## [SOURCE DATA]
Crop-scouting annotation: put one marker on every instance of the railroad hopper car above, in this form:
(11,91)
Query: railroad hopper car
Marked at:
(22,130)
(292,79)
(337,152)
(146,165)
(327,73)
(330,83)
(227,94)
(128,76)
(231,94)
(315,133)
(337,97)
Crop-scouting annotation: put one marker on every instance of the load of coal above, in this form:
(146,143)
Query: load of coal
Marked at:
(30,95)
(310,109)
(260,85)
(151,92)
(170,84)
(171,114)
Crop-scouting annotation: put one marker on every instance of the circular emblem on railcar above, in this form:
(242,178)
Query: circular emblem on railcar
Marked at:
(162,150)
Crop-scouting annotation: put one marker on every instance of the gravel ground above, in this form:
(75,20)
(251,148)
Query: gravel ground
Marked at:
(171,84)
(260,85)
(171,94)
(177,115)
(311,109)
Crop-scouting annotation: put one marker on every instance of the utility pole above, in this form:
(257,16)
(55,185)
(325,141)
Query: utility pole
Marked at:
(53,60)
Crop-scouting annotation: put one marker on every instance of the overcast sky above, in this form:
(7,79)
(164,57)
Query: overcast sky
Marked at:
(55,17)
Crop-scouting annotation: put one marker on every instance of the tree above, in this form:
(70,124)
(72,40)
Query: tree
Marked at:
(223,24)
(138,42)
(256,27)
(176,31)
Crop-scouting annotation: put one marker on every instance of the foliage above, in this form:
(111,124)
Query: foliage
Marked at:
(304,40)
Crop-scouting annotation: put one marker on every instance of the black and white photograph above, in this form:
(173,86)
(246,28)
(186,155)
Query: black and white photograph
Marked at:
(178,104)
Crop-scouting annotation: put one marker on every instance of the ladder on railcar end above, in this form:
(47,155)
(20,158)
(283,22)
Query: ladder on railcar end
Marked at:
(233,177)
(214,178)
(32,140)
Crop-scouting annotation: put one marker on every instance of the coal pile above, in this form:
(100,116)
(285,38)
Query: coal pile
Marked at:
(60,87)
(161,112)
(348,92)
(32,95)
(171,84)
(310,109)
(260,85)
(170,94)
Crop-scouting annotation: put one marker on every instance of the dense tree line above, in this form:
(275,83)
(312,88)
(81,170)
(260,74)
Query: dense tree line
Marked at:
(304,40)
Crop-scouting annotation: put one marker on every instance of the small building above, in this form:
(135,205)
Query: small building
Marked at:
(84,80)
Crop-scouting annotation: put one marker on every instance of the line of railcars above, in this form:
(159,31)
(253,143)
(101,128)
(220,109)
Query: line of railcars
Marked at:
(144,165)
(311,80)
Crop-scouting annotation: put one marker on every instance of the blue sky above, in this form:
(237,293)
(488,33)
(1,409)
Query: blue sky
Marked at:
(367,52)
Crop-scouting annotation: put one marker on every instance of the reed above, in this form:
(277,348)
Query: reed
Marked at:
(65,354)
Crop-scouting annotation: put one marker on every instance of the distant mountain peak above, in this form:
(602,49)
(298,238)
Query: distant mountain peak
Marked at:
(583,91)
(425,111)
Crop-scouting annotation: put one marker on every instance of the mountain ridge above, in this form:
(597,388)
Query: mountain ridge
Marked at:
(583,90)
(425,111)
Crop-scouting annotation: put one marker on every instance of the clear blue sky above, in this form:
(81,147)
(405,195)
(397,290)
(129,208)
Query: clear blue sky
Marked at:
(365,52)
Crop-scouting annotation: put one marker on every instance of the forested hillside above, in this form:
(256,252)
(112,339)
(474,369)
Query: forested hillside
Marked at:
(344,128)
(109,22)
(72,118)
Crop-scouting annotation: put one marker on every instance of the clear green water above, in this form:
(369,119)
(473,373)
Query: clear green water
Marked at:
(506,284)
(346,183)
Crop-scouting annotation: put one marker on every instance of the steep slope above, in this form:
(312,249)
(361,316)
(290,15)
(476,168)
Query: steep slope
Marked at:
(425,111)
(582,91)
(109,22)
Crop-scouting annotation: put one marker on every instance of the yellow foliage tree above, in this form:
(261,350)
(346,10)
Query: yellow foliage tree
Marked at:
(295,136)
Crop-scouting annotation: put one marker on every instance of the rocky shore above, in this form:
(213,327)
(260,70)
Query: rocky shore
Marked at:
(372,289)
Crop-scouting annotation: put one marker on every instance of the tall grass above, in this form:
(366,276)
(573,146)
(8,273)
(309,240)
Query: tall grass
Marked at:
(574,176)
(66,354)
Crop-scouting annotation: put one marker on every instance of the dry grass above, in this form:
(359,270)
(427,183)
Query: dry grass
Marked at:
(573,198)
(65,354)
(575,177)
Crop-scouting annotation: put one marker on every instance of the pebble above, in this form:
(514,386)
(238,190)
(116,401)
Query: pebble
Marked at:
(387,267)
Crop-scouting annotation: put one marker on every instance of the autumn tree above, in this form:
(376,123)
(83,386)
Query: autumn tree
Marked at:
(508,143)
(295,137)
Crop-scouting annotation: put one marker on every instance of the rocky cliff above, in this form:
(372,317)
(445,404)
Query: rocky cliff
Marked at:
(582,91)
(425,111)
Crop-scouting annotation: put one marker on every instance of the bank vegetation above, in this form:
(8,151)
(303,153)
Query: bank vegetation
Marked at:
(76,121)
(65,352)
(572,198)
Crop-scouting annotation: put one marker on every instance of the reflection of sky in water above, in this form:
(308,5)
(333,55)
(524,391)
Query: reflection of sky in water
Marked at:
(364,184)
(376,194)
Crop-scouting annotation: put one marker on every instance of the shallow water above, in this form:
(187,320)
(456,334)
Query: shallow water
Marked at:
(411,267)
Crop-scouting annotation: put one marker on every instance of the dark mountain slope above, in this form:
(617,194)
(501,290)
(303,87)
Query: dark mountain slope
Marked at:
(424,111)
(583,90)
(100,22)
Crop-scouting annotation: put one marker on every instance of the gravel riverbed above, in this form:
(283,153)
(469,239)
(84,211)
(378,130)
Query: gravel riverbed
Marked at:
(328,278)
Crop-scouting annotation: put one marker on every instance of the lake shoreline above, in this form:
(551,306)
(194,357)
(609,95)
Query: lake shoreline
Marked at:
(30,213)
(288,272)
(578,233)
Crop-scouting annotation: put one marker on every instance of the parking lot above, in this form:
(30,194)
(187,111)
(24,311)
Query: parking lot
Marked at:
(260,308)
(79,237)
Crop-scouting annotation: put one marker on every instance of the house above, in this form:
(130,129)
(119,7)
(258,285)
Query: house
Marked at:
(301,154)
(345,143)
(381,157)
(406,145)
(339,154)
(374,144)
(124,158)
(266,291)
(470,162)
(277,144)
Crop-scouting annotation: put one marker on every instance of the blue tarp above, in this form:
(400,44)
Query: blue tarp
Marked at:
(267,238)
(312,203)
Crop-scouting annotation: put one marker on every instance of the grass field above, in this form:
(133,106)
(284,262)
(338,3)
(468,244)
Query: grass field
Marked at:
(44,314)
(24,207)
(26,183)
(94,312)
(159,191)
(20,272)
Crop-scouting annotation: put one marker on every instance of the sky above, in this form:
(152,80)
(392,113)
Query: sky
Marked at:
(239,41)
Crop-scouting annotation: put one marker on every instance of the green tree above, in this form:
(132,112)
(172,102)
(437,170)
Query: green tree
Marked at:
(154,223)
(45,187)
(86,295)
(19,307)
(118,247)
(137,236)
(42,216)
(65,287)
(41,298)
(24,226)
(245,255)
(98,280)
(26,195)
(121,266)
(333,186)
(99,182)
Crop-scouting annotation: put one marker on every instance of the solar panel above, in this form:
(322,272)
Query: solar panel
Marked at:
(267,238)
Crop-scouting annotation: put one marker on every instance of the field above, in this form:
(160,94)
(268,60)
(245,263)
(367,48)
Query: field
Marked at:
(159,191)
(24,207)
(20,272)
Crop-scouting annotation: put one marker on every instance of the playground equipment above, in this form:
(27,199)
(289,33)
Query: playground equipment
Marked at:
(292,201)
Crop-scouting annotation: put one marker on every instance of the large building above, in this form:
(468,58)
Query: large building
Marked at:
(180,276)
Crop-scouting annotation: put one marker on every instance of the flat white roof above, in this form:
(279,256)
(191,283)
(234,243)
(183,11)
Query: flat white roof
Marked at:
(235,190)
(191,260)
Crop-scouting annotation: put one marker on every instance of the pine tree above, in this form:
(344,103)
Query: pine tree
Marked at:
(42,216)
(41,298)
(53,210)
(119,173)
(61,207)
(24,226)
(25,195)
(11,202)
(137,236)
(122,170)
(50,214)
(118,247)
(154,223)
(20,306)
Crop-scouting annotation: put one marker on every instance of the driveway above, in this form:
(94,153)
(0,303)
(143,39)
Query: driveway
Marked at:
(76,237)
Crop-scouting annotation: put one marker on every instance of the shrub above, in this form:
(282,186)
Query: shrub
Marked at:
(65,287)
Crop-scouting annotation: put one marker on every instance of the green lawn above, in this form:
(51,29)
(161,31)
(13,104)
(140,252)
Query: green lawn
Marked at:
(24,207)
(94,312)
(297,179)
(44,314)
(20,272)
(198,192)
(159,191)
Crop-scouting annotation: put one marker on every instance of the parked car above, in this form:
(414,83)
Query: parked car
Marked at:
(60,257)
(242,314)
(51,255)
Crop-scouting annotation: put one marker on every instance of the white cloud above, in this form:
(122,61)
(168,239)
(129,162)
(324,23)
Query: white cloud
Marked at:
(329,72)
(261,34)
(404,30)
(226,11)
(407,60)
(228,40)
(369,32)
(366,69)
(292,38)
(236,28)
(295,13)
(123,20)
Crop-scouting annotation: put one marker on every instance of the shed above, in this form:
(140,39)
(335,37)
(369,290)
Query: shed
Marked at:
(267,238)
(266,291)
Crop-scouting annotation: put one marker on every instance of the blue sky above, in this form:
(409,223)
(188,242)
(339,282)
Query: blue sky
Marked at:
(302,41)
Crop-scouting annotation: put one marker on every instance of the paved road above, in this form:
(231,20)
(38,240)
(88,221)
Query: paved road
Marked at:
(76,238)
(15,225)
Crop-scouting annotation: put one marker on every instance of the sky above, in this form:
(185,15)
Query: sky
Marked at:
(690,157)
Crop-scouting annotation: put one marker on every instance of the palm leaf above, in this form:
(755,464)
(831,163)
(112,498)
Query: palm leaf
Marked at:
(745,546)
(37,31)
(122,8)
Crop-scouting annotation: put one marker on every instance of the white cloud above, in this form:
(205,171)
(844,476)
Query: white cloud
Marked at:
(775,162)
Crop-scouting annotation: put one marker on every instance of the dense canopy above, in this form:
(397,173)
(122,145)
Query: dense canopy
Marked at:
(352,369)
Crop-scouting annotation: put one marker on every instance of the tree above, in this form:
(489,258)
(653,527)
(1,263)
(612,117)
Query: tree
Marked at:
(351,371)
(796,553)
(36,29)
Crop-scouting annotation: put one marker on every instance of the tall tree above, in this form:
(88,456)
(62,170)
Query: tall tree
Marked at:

## [PROBLEM TO SOLVE]
Put every line from the one containing "of the paved" through the end of the records into a Markdown table with the columns Row and Record line. Number each row and omit blank lines.

## [EXERCISE OUTPUT]
| Row | Record line |
|---|---|
| 1 | Crop-scouting annotation: put one marker on every instance of the paved road above, in this form: |
| 2 | (231,20) |
| 3 | (38,240) |
| 4 | (88,221) |
| 5 | Query: paved road |
| 6 | Marked at: |
| 7 | (76,238) |
| 8 | (15,225) |
| 9 | Crop-scouting annotation: put one marker on every instance of the sky above, in this form: |
| 10 | (185,15) |
| 11 | Query: sky |
| 12 | Marked at: |
| 13 | (690,157) |
| 14 | Crop-scouting annotation: put one marker on every instance of the palm leaf above, in this form: |
| 15 | (755,464) |
| 16 | (831,163) |
| 17 | (112,498) |
| 18 | Query: palm leaf |
| 19 | Marked at: |
| 20 | (745,546) |
| 21 | (37,31) |
| 22 | (122,8) |
| 23 | Crop-scouting annotation: put one marker on every instance of the white cloud above, in this form: |
| 24 | (205,171) |
| 25 | (844,476) |
| 26 | Query: white cloud |
| 27 | Marked at: |
| 28 | (775,162) |
| 29 | Crop-scouting annotation: put one marker on every instance of the dense canopy above, in this form: |
| 30 | (397,173) |
| 31 | (122,145) |
| 32 | Query: dense canopy |
| 33 | Marked at: |
| 34 | (352,369) |
| 35 | Crop-scouting annotation: put one marker on every instance of the tree above, in this form: |
| 36 | (489,258) |
| 37 | (653,527) |
| 38 | (1,263) |
| 39 | (612,117) |
| 40 | Query: tree |
| 41 | Marked at: |
| 42 | (351,371) |
| 43 | (796,553) |
| 44 | (36,29) |
| 45 | Crop-scouting annotation: put one marker on every instance of the tall tree above, in this form: |
| 46 | (88,456) |
| 47 | (62,170) |
| 48 | Query: tall tree |
| 49 | Marked at: |